:: Desafio ::
Prossiga com o texto sobre a polêmica do ministro Francisco Weffort com as gravadoras, começando logo após a última frase apresentada.

O ministro da Cultura, Francisco Weffort, ficou irritado com a polêmica criada por sua idéia de acabar com a suposta "desigualdade" de oportunidades para as indústrias fonográficas nacional e internacional no mercado brasileiro.
"Tem gato na tuba, algum coelho morto nessa cartola", disse Weffort à Folha, criticando as declarações dos representantes de gravadoras de que o setor vai bem e não necessita da intervenção governamental.
Weffort reafirmou sua impressão de que há mais música estrangeira do que brasileira nas rádios, apesar das listas das mais ouvidas no Rio e em São Paulo mostrarem o contrário. "Ouço no rádio, no Brasil, menos música brasileira do que nos Estados Unidos ouvia música norte-americana", disse.

(Registros armazenados)
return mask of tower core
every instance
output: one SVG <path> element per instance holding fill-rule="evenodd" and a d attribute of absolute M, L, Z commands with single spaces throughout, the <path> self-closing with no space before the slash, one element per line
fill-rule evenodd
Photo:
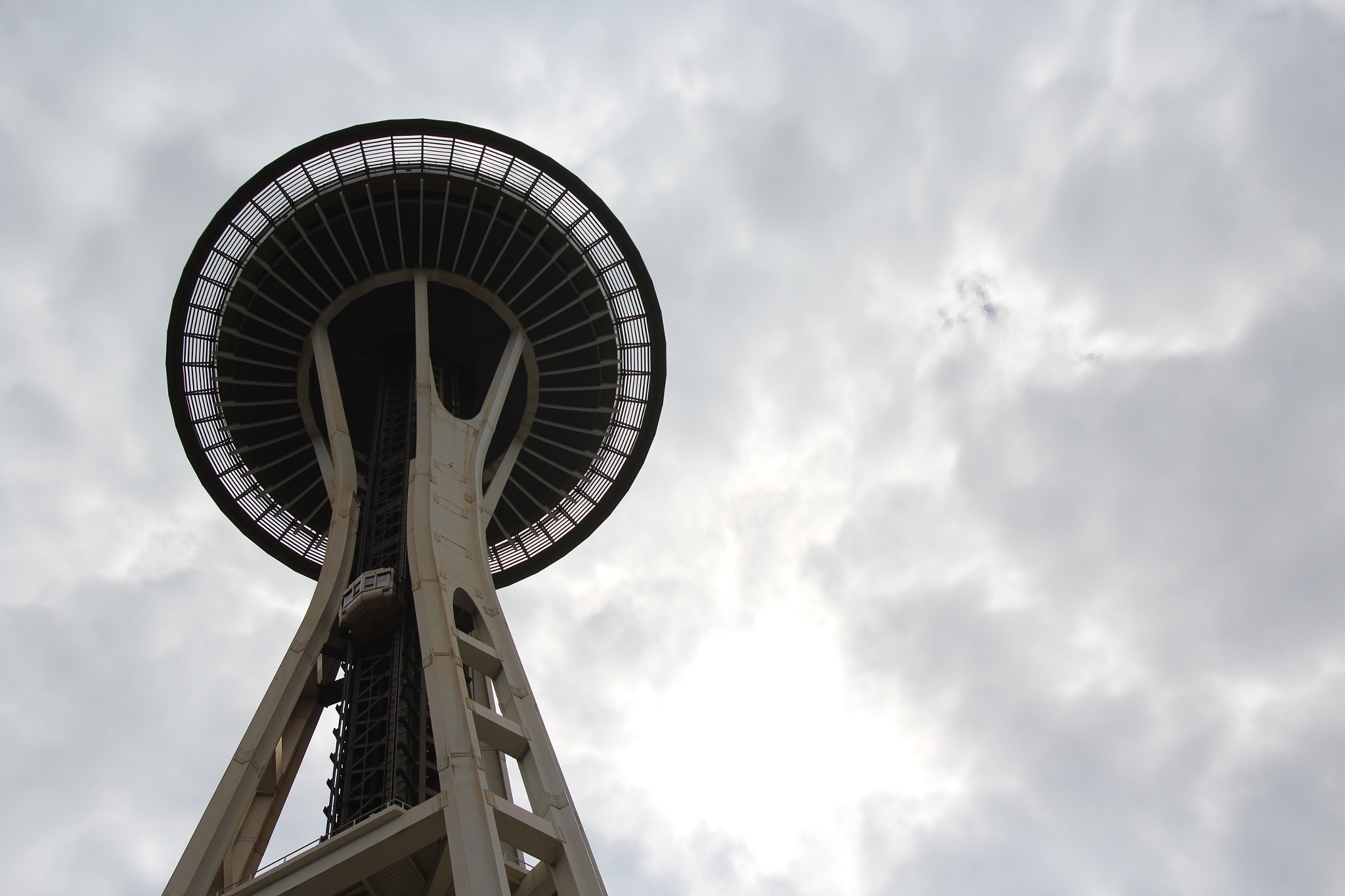
<path fill-rule="evenodd" d="M 607 206 L 490 130 L 327 134 L 206 228 L 167 368 L 202 484 L 317 584 L 165 895 L 604 893 L 495 588 L 593 532 L 658 424 Z M 325 830 L 260 868 L 328 705 Z"/>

:: Resposta final ::
O ministro mostrou ser simpático à idéia francesa de garantir um percentual mais alto de execução de músicas nacionais nas rádios e disse que vai continuar os estudos sobre a música brasileira, "gravadoras gostem ou deixem de gostar".
*
Folha - O senhor falou em medidas para proteger a música brasileira, mas parece que nem gravadoras nem músicos parecem muito interessados.
Weffort - Eu não propus medida protecionista para a indústria. O que propus é que se discuta, que se examine a difusão da música pelas rádios no Brasil, porque eu morei dois anos nos Estados Unidos e eu ouvia muito mais música norte-americana lá do que ouço música brasileira no Brasil. É isso.
Folha - O senhor se refere a qualquer tipo de música?
Weffort - Qualquer tipo. Acho que isso tem de ser considerado. Agora, não estou propondo medida nenhuma. Algumas pessoas já radicalizam a discussão e começam a falar em reserva de mercado, em medidas de proteção, mas falam por conta própria, eu não tenho nada com isso.
O que estou dizendo é que não sou surdo e que, quando ando de automóvel, ligo o rádio e ouço, estando no Brasil, menos música brasileira do que quando estive nos Estados Unidos ouvia música americana.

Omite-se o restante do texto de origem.